**Challenge A:** For the message about scheduler groups in the load balancer, decide whether each statement agrees with it: (i) the current load balancer implies that scheduler groups within the same domain all host the same number of CPUs; (ii) the equal-size assumption appears to be true for non-s390 architectures; (iii) a group with spare capacity pulls work from the busiest group when the local group runs more processes than the busiest one. Answer yes or no for each and quote the words that decide it.
**Challenge B:** In the message about scheduler groups in the load balancer, who sent the reply, and on what date?
**Challenge C:** Proceed with the message about scheduler groups in the load balancer, starting after its last sentence.

**Document passage:**
Re: [RFC 1/1] sched/fair: Consider asymmetric scheduler groups in load balancer

From: Tobias Huschle
Date: Fri Jul 07 2023 - 03:46:07 EST


On 2023-07-06 19:19, Shrikanth Hegde wrote:
On 5/15/23 5:16 PM, Tobias Huschle wrote:
The current load balancer implementation implies that scheduler groups,
within the same domain, all host the same number of CPUs. This is
reflected in the condition, that a scheduler group, which is load
balancing and classified as having spare capacity, should pull work
from the busiest group, if the local group runs less processes than
the busiest one. This implies that these two groups should run the
same number of processes, which is problematic if the groups are not
of the same size.

The assumption that scheduler groups within the same scheduler domain
host the same number of CPUs appears to be true for non-s390
architectures. Nevertheless, s390 can have scheduler groups of unequal
size.

**Record excerpts:**
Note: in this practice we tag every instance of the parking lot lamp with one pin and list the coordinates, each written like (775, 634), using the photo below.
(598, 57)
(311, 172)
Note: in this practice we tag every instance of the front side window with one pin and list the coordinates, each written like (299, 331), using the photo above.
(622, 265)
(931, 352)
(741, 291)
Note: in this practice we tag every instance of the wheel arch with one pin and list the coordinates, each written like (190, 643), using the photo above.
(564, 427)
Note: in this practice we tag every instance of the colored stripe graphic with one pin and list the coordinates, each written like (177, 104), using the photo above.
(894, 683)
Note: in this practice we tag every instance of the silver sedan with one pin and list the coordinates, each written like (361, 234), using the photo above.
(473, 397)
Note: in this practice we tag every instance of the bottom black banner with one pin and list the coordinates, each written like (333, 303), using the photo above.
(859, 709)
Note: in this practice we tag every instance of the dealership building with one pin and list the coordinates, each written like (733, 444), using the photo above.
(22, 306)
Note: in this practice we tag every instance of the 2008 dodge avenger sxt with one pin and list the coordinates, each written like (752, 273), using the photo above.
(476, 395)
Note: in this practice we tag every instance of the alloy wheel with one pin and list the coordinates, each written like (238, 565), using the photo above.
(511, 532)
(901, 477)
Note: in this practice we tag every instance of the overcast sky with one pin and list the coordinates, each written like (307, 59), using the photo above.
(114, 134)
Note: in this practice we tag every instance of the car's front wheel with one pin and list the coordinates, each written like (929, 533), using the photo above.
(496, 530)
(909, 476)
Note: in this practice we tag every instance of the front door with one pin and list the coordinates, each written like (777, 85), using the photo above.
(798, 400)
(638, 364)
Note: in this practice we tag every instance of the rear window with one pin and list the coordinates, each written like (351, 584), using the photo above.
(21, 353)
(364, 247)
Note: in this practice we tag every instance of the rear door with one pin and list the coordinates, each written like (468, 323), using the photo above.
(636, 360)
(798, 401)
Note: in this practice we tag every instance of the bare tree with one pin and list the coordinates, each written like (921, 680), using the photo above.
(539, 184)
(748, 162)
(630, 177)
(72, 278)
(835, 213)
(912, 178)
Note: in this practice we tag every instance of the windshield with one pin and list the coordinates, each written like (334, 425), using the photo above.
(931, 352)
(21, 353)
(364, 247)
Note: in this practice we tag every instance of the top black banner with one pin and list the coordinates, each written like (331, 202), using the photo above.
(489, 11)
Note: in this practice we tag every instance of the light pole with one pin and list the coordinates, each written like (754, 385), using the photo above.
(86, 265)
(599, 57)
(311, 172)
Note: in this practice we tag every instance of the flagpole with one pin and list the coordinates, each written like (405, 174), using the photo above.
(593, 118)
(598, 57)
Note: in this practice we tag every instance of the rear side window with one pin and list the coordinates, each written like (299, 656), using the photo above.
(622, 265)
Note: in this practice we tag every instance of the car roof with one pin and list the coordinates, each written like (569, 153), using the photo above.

**Final answer A:**
(i) Yes: "implies that scheduler groups, within the same domain, all host the same number of CPUs"
(ii) Yes: "appears to be true for non-s390 architectures"
(iii) No: "if the local group runs less processes than the busiest one"

**Final answer B:** Tobias Huschle sent it on Fri Jul 07 2023.

**Final answer C:**
This introduces a performance degredation in the following scenario:

Consider a system with 8 CPUs, 6 CPUs are located on one CPU socket,
the remaining 2 are located on another socket:

Socket -----1----- -2-
CPU 1 2 3 4 5 6 7 8

Placing some workload ( x = one task ) yields the following
scenarios:

The first 5 tasks are distributed evenly across the two groups.

Socket -----1----- -2-
CPU 1 2 3 4 5 6 7 8
x x x x x

Adding a 6th task yields the following distribution:

Socket -----1----- -2-
CPU 1 2 3 4 5 6 7 8
SMT1 x x x x x
SMT2 x

The task is added to the 2nd scheduler group, as the scheduler has the
assumption that scheduler groups are of the same size, so they should
also host the same number of tasks. This makes CPU 7 run into SMT
thread, which comes with a performance penalty. This means, that in
the window of 6-8 tasks, load balancing is done suboptimally, because
SMT is used although there is no reason to do so as fully idle CPUs
are still available.

Taking the weight of the scheduler groups into account, ensures that
a load balancing CPU within a smaller group will not try to pull tasks
from a bigger group while the bigger group still has idle CPUs
available.

Signed-off-by: Tobias Huschle <huschle@xxxxxxxxxxxxx>
---
kernel/sched/fair.c | 3 ++-
1 file changed, 2 insertions(+), 1 deletion(-)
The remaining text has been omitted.